- [INSTRUCTIONS]:
A. According to the article on the president's salary, by what percentage were departmental and program budgets cut?
B. Carry the article on the president's salary forward from its final sentence.
------ EXTRACT
The President’s salary, of course, is not simply set according to his own preference; according to Director of Media Relations Mike Ferlazzo, “[t]he Board of Trustees sets the president’s compensation, which includes an annual salary, non-annual performance-based and contractual supplemental payments,” and other benefits associated with the position. Ferlazzo also elaborated on the decision-making process that resulted in the salary increase, noting that “[t]he Board’s methodology includes an analysis of data from organizations that have similar jobs and levels of complexity, length of service compared to national norms, and other performance metrics.”

In an interview with The Bucknellian earlier in the month, Associate Professor of Anthropology Clare Sammells emphasized the distinction made by Ferlazzo, adding that steadily increasing administrative pay is an established trend at many institutions across the country. “I worry that people will see this as something to do with John, while really this is a problem being faced in many higher ed[ucation] institutions,” she noted.  

Professor of Education Sue Ellen Henry acknowledged that much of the trepidation about the raise owes to its rather unfortunate timing––specifically, that it came at the same time as a number of “austerity” measures imposed on faculty and staff. “The timing is certainly bad optics; you cannot cut departmental and program budgets by 5% and then increase the president’s salary in such a substantial manner. If money was flowing in and everyone’s boats were being raised in the harbor then one would expect admin[istration] salaries to rise as well, but that does not seem to be the case,” she observed.

The phenomenon at the University is a microcosm of a larger national trend in higher education, which conceptualizes education as fundamentally preparation for employment. In the process, universities tend to depreciate those experiences––like many of those offered in the College of Arts and Sciences––which don’t measurably increase the student’s labor-market value. Across the country, this managerial mindset has resulted in declining enrollment, department cuts and greater emphasis on high-return fields such as business and engineering. The precipitous rise in tuition over the past decades and resultant student debt crisis is one manifestation of this trend. “This isn’t just about Bucknell. We have to be concerned about our own community, colleagues and students, but we also have to look at this in the context of what is happening in higher education more generally,” Sammells acknowledged.
------------
------ MATERIAL PROVIDED
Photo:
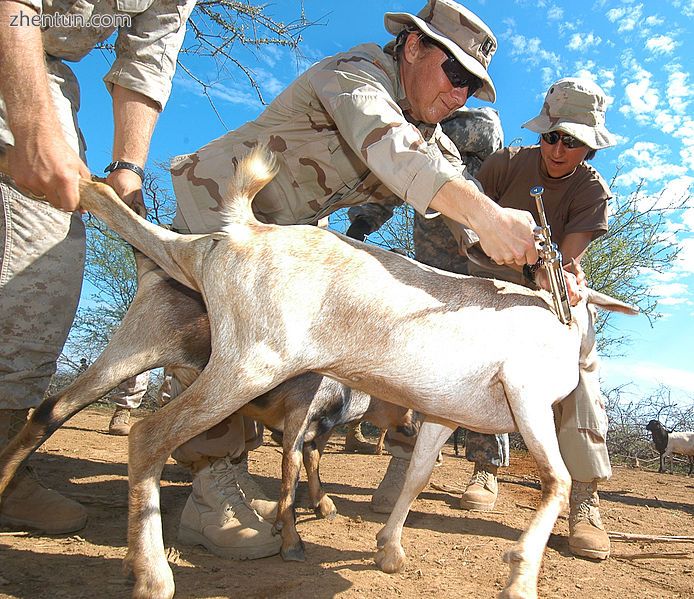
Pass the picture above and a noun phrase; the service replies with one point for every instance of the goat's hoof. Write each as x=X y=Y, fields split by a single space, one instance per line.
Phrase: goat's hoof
x=149 y=587
x=381 y=537
x=326 y=509
x=294 y=553
x=517 y=592
x=391 y=558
------------
- [ANSWERS TO THE EXERCISE]:
A. By 5%.

B.
Despite these persistent problems, Sammells argues, it is certainly possible for the University to emerge from this quagmire by seriously reflecting on how it values faculty and staff, as well as the investment and hiring practices which embody those values. To help facilitate this reflection, Sammells is asking faculty and staff to provide information on their yearly compensation. She hopes this effort will encourage greater pay transparency at the University; “with better information we can all as a community look at this straight on [to] see what that inequality looks like and hopefully do something to rectify it,” she shared.

The disagreement strikes right at the heart of the University’s liberal arts philosophy. The University’s current arrangement affords precipitously higher raises to upper administration while undervaluing (at times even eliminating) crucial resources for faculty to deliver a quality educational experience. On the other hand, it is certainly possible for universities to meaningfully compete by reinvesting in its academic functions, and by ensuring that teachers and staff are paid consistent with their contributions to the campus community. “Who knows, maybe we can be a model for how to do this better?” Sammells noted towards the end of our interview, flashing a brief smile. “How great would that be?”